Written exercise 1 — Can you reproduce the household ID documentation word for word, from "Generate new houshold" up to and including "the split household."?
Written exercise 2 — In the household ID documentation, what is added to the name of the original household ID in the returned survey data?

Text extract —
* Start *

Generate new houshold ID for survey data with rotating panel design taking into account split households
Source:R/generateHHID.R
generate.HHID.Rd
Generating a new houshold ID for survey data using a houshold ID and a personal ID. For surveys with rotating panel design containing housholds, houshold members can move from an existing household to a new one, that was not originally in the sample. This leads to the creation of so called split households. Using a peronal ID (that stays fixed over the whole survey), an indicator for different time steps and a houshold ID, a new houshold ID is assigned to the original and the split household.
Arguments
- dat
data table of data frame containing the survey data
- period
column name of
dat
containing an indicator for the rotations, e.g years, quarters, months, ect...- pid
column name of
dat
containing the personal identifier. This needs to be fixed for an indiviual throught the whole survey- hid
column name of
dat
containing the household id. This needs to for a household throught the whole survey
Value
the survey data dat
as data.table object containing a new and
an old household ID. The new household ID which considers the split
households is now named hid
and the original household ID has a
trailing "_orig".

* End *

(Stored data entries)

* Start *

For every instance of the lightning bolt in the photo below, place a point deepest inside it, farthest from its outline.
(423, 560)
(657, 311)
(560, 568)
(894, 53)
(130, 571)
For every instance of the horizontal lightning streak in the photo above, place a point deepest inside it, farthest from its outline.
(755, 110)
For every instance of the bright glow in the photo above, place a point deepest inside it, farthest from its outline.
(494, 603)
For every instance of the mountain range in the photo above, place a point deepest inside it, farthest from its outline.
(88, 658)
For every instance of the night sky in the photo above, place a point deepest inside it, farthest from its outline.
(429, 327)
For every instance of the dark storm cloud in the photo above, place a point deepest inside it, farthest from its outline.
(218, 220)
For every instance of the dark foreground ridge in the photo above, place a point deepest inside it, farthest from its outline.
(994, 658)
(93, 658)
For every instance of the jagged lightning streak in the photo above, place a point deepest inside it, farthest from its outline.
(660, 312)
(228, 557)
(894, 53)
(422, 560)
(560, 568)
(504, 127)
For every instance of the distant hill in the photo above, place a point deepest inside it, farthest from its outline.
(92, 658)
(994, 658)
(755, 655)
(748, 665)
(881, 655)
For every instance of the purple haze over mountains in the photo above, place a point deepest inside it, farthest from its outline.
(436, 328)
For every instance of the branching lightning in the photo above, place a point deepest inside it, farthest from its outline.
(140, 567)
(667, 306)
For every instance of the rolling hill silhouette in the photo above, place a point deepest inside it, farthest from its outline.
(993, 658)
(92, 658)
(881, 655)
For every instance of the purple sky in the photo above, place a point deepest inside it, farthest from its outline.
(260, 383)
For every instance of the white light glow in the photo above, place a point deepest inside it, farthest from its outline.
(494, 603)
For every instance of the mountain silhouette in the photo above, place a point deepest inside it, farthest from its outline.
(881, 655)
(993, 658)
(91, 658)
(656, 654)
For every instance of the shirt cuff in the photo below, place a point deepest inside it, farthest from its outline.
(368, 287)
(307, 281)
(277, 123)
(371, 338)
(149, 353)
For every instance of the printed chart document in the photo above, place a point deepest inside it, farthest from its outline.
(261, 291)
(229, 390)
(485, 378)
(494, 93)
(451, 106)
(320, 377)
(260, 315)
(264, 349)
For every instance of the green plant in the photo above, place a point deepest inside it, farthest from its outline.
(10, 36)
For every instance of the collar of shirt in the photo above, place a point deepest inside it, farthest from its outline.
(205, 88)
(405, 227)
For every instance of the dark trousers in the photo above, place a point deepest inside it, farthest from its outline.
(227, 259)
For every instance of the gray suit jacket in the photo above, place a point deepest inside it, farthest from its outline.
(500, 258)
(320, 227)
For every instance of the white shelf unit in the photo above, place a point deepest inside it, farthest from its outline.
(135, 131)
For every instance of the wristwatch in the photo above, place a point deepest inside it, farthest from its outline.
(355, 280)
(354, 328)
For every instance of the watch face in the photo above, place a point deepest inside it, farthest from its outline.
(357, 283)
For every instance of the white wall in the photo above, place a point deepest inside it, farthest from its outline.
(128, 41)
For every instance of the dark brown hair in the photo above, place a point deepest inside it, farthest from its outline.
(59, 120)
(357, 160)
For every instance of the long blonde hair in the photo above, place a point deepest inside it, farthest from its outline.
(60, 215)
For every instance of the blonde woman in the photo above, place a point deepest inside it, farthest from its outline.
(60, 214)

* End *

Task solution 1 —
Generate new houshold ID for survey data with rotating panel design taking into account split households
Source:R/generateHHID.R
generate.HHID.Rd
Generating a new houshold ID for survey data using a houshold ID and a personal ID. For surveys with rotating panel design containing housholds, houshold members can move from an existing household to a new one, that was not originally in the sample. This leads to the creation of so called split households. Using a peronal ID (that stays fixed over the whole survey), an indicator for different time steps and a houshold ID, a new houshold ID is assigned to the original and the split household.

Task solution 2 — A trailing "_orig".